= Short problem =
Return exactly the lines from the one containing "You are given a photograph. Could you point to the rock" through the last line of the records below, both included, and leave out any pictures.

==============================

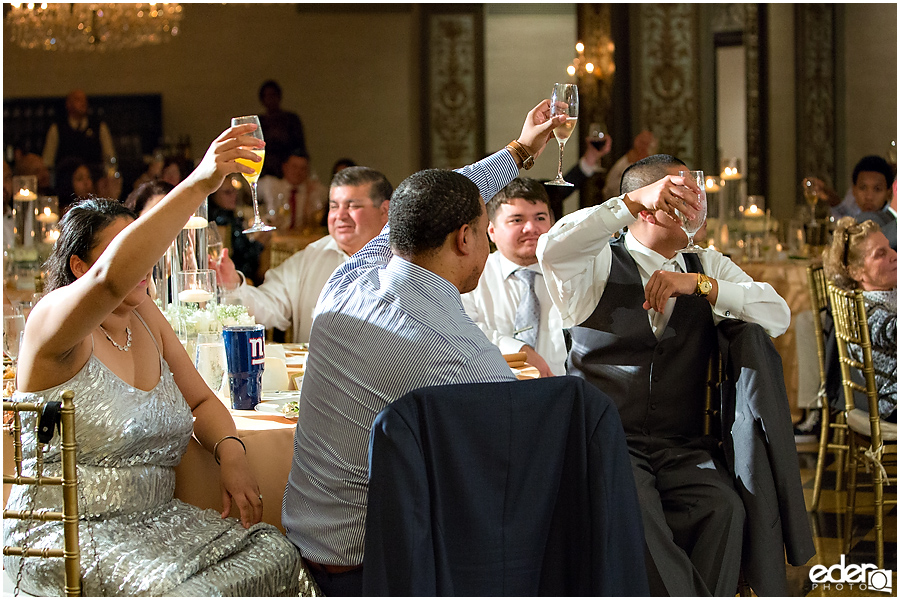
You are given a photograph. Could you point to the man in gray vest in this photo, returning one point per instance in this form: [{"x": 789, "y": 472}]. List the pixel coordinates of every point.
[{"x": 642, "y": 321}]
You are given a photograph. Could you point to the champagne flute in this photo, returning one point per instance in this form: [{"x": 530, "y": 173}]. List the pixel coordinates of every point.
[
  {"x": 596, "y": 138},
  {"x": 13, "y": 326},
  {"x": 214, "y": 243},
  {"x": 209, "y": 359},
  {"x": 251, "y": 178},
  {"x": 811, "y": 195},
  {"x": 692, "y": 226},
  {"x": 563, "y": 101}
]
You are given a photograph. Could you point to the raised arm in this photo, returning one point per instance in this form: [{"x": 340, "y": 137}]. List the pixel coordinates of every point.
[
  {"x": 67, "y": 315},
  {"x": 491, "y": 174}
]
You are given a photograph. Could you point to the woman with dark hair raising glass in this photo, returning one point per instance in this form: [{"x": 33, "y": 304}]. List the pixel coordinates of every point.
[
  {"x": 138, "y": 402},
  {"x": 860, "y": 257}
]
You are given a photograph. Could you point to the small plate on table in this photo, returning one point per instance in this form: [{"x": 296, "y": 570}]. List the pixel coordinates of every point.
[{"x": 275, "y": 403}]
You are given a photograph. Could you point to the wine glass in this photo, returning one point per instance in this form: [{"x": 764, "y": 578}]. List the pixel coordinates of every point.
[
  {"x": 13, "y": 326},
  {"x": 563, "y": 101},
  {"x": 692, "y": 226},
  {"x": 811, "y": 195},
  {"x": 251, "y": 178},
  {"x": 214, "y": 243},
  {"x": 209, "y": 359}
]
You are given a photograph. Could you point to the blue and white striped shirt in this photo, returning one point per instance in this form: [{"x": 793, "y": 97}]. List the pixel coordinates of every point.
[{"x": 383, "y": 326}]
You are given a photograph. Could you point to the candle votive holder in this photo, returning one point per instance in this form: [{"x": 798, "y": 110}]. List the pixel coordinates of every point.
[{"x": 25, "y": 228}]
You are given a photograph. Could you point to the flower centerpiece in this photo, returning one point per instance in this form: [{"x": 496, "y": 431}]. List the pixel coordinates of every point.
[{"x": 188, "y": 321}]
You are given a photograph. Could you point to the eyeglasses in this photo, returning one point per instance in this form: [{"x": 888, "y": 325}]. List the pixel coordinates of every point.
[{"x": 847, "y": 233}]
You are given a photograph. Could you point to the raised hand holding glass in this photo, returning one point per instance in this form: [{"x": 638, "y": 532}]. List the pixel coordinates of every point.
[
  {"x": 251, "y": 178},
  {"x": 563, "y": 100}
]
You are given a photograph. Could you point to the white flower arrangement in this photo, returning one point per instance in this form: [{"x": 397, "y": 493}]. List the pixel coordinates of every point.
[{"x": 189, "y": 321}]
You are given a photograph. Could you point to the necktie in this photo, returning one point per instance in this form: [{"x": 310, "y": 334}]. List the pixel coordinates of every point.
[
  {"x": 293, "y": 203},
  {"x": 658, "y": 321},
  {"x": 528, "y": 313}
]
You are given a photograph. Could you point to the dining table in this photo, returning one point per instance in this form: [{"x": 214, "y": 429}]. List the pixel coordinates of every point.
[{"x": 269, "y": 440}]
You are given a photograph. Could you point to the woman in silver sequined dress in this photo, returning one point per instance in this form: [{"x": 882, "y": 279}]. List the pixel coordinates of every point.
[
  {"x": 138, "y": 400},
  {"x": 860, "y": 257}
]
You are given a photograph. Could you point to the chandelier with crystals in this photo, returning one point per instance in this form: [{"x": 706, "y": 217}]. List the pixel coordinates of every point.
[
  {"x": 91, "y": 27},
  {"x": 597, "y": 59}
]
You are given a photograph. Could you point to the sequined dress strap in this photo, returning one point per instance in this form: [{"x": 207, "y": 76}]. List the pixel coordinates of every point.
[{"x": 152, "y": 337}]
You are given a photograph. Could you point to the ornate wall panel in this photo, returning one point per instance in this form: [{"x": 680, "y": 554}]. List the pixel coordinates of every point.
[
  {"x": 669, "y": 80},
  {"x": 453, "y": 95},
  {"x": 815, "y": 60},
  {"x": 595, "y": 95},
  {"x": 757, "y": 164}
]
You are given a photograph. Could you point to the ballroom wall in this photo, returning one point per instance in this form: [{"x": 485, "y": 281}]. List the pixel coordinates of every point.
[
  {"x": 869, "y": 48},
  {"x": 353, "y": 73}
]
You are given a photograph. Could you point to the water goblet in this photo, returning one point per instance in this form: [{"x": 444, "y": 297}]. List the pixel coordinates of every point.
[
  {"x": 692, "y": 225},
  {"x": 252, "y": 178}
]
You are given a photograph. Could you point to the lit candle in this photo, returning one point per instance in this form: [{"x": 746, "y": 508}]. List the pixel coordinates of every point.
[
  {"x": 196, "y": 222},
  {"x": 25, "y": 195},
  {"x": 48, "y": 216},
  {"x": 753, "y": 211},
  {"x": 194, "y": 295}
]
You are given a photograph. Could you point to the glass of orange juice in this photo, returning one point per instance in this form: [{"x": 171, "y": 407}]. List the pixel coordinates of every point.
[{"x": 252, "y": 178}]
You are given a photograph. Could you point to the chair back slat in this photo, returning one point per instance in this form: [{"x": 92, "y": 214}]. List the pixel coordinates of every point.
[
  {"x": 818, "y": 298},
  {"x": 70, "y": 553}
]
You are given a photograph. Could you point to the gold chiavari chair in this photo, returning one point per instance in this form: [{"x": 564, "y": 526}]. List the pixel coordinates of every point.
[
  {"x": 872, "y": 442},
  {"x": 833, "y": 434},
  {"x": 69, "y": 482},
  {"x": 711, "y": 426}
]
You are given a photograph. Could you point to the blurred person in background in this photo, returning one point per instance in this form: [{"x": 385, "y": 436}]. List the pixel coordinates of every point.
[
  {"x": 283, "y": 130},
  {"x": 860, "y": 257}
]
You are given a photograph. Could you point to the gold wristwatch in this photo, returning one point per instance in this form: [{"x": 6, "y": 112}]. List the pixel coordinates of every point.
[
  {"x": 522, "y": 152},
  {"x": 704, "y": 286}
]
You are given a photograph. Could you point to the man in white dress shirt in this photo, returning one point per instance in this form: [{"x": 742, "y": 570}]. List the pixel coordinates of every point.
[
  {"x": 642, "y": 318},
  {"x": 518, "y": 215},
  {"x": 358, "y": 210},
  {"x": 298, "y": 193}
]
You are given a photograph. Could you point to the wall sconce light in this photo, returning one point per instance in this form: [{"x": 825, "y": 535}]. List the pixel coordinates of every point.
[{"x": 594, "y": 60}]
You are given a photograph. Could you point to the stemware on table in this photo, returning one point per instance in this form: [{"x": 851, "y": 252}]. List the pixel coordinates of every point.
[
  {"x": 596, "y": 138},
  {"x": 563, "y": 100},
  {"x": 252, "y": 178},
  {"x": 692, "y": 225}
]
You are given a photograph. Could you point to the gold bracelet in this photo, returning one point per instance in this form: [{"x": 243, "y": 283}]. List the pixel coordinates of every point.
[{"x": 227, "y": 437}]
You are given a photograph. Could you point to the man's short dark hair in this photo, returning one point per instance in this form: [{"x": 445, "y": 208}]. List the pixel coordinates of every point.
[
  {"x": 381, "y": 188},
  {"x": 526, "y": 188},
  {"x": 427, "y": 206},
  {"x": 269, "y": 83},
  {"x": 874, "y": 164},
  {"x": 646, "y": 171}
]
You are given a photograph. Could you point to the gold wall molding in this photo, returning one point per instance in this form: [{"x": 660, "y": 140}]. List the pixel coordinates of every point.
[{"x": 815, "y": 60}]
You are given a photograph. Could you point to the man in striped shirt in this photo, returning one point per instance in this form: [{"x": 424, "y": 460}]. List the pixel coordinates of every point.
[{"x": 390, "y": 320}]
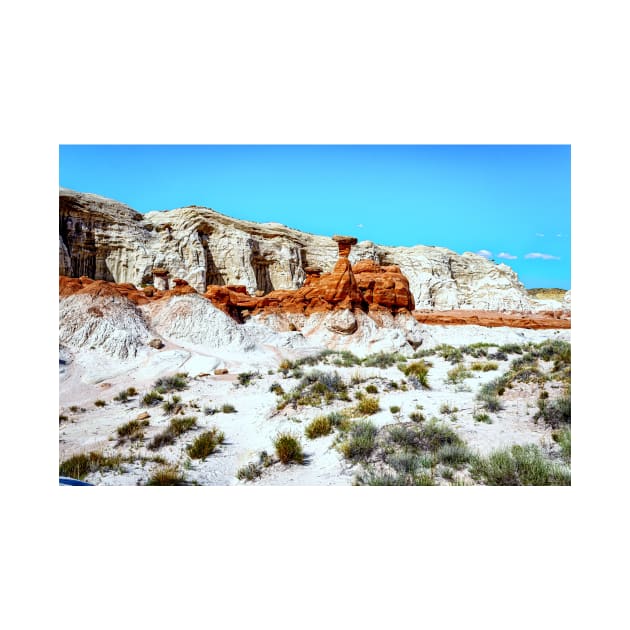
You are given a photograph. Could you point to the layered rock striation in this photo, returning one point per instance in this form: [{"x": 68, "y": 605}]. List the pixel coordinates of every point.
[{"x": 106, "y": 240}]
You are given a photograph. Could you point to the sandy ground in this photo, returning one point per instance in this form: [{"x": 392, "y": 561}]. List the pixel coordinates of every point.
[{"x": 88, "y": 376}]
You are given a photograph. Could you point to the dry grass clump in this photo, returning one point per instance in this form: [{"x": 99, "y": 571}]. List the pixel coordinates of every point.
[
  {"x": 520, "y": 466},
  {"x": 167, "y": 476},
  {"x": 318, "y": 427},
  {"x": 206, "y": 443},
  {"x": 288, "y": 448},
  {"x": 176, "y": 427},
  {"x": 79, "y": 466},
  {"x": 368, "y": 406}
]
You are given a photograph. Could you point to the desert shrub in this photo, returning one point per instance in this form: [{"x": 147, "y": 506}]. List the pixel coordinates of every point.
[
  {"x": 486, "y": 366},
  {"x": 404, "y": 436},
  {"x": 563, "y": 438},
  {"x": 288, "y": 448},
  {"x": 446, "y": 409},
  {"x": 132, "y": 430},
  {"x": 167, "y": 476},
  {"x": 249, "y": 472},
  {"x": 79, "y": 466},
  {"x": 171, "y": 406},
  {"x": 205, "y": 443},
  {"x": 454, "y": 454},
  {"x": 482, "y": 417},
  {"x": 433, "y": 435},
  {"x": 511, "y": 348},
  {"x": 152, "y": 398},
  {"x": 457, "y": 374},
  {"x": 360, "y": 441},
  {"x": 181, "y": 425},
  {"x": 368, "y": 406},
  {"x": 519, "y": 466},
  {"x": 245, "y": 378},
  {"x": 167, "y": 384},
  {"x": 176, "y": 427},
  {"x": 374, "y": 478},
  {"x": 318, "y": 427},
  {"x": 556, "y": 412},
  {"x": 419, "y": 370},
  {"x": 122, "y": 396}
]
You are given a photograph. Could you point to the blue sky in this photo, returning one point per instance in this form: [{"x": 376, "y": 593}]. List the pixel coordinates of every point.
[{"x": 511, "y": 203}]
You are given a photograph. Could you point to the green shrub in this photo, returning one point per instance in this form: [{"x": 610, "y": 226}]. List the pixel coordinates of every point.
[
  {"x": 361, "y": 440},
  {"x": 368, "y": 406},
  {"x": 168, "y": 384},
  {"x": 205, "y": 443},
  {"x": 563, "y": 438},
  {"x": 152, "y": 398},
  {"x": 132, "y": 430},
  {"x": 249, "y": 472},
  {"x": 520, "y": 466},
  {"x": 79, "y": 466},
  {"x": 484, "y": 367},
  {"x": 318, "y": 427},
  {"x": 167, "y": 476},
  {"x": 482, "y": 417},
  {"x": 122, "y": 396},
  {"x": 288, "y": 448},
  {"x": 418, "y": 370},
  {"x": 457, "y": 374}
]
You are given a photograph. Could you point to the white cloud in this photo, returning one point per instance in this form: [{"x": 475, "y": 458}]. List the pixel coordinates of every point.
[{"x": 542, "y": 256}]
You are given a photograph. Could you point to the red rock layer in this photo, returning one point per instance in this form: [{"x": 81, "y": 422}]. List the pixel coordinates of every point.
[{"x": 535, "y": 321}]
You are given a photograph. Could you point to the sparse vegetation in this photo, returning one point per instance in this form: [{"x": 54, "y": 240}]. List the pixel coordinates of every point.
[
  {"x": 368, "y": 406},
  {"x": 360, "y": 441},
  {"x": 249, "y": 472},
  {"x": 167, "y": 384},
  {"x": 167, "y": 476},
  {"x": 152, "y": 398},
  {"x": 288, "y": 448},
  {"x": 519, "y": 466},
  {"x": 319, "y": 426},
  {"x": 206, "y": 443},
  {"x": 79, "y": 466},
  {"x": 484, "y": 366},
  {"x": 418, "y": 370}
]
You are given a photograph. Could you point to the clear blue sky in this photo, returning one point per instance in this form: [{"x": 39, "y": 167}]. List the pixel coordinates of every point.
[{"x": 513, "y": 203}]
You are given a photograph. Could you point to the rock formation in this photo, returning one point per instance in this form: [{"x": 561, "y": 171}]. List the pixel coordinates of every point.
[{"x": 106, "y": 240}]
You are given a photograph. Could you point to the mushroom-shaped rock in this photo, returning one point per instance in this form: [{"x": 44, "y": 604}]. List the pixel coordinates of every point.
[{"x": 345, "y": 244}]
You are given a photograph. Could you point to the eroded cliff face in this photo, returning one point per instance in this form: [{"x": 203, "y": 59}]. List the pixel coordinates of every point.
[{"x": 104, "y": 239}]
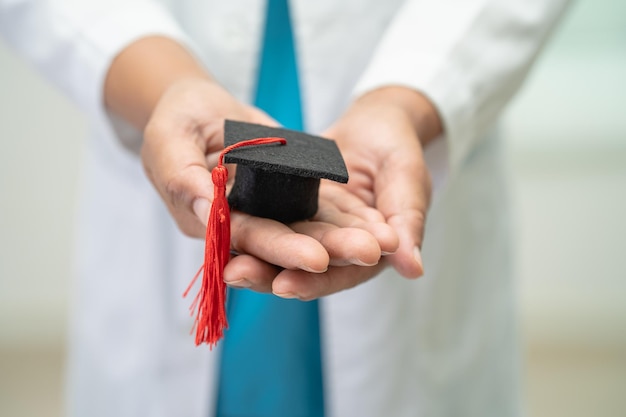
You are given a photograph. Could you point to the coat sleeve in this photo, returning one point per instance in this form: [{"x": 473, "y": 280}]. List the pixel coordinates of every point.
[
  {"x": 73, "y": 42},
  {"x": 468, "y": 56}
]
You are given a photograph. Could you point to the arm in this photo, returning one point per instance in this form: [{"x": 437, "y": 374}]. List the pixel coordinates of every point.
[
  {"x": 444, "y": 68},
  {"x": 143, "y": 72}
]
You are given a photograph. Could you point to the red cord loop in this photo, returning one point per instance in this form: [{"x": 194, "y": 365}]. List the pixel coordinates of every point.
[{"x": 209, "y": 305}]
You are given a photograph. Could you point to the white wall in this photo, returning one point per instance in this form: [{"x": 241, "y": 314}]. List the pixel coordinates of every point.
[
  {"x": 567, "y": 132},
  {"x": 40, "y": 151}
]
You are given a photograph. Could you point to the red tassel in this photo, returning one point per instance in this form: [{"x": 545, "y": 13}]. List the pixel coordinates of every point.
[{"x": 210, "y": 302}]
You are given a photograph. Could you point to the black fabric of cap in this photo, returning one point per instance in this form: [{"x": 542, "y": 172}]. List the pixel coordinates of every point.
[{"x": 280, "y": 182}]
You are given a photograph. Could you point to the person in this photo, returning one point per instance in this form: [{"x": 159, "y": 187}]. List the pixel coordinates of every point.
[{"x": 410, "y": 91}]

==============================

= Exercise solution =
You are given a photograph. Could you point to the rock formation in this photo, returning one point per instance in this form: [{"x": 561, "y": 171}]. List the pixel coordinates of every point.
[{"x": 106, "y": 240}]
You are given a photograph. Could you point to the mushroom-shaped rock in this photo, returning one point per instance in this form: [{"x": 44, "y": 604}]. List the pixel coordinates of every point.
[{"x": 345, "y": 244}]
You are given a photograph. Could you point to the eroded cliff face in this photo, returning one point per instance in this form: [{"x": 203, "y": 59}]. List the pixel coordinates of every point.
[{"x": 104, "y": 239}]
You are given a photograph. Could you point to the coat sleeve in this photo, returning one point per instance in this form: [{"x": 473, "y": 280}]. List the pixel coordinates of every point.
[
  {"x": 73, "y": 42},
  {"x": 468, "y": 56}
]
You are given a photograph. Could you point to the arm in this photo, returning one point per instance in this form: [{"x": 437, "y": 374}]. List the pixel coordinates of every point.
[
  {"x": 444, "y": 68},
  {"x": 143, "y": 72}
]
You are given a photograph. Could you point to the red cord loop in this photo, returning one point per instance in this form: [{"x": 194, "y": 365}]. List the pixel coordinates of every point.
[{"x": 209, "y": 305}]
You are given a photograph. Could you point to the white wall in this photo, returning one point per instance in this form: [{"x": 241, "y": 314}]. List the pixel coordinates of every point.
[
  {"x": 567, "y": 132},
  {"x": 40, "y": 151}
]
You are given a photograph. Could you point to the red tassel in this photo, returning one point per instance in this form: [{"x": 545, "y": 13}]. List the pixel coordinates of every point.
[{"x": 210, "y": 302}]
You are given a photograph. Could you point to the black fabric of cap in this photo, returning one point per instance in this form: [{"x": 542, "y": 172}]. List the pixel coordinates of every point.
[{"x": 280, "y": 182}]
You are given a photograph. Could you point to the person in this photo, returning one point per instance in this form: [{"x": 159, "y": 187}]. List the pixel coordinates of every point.
[{"x": 410, "y": 91}]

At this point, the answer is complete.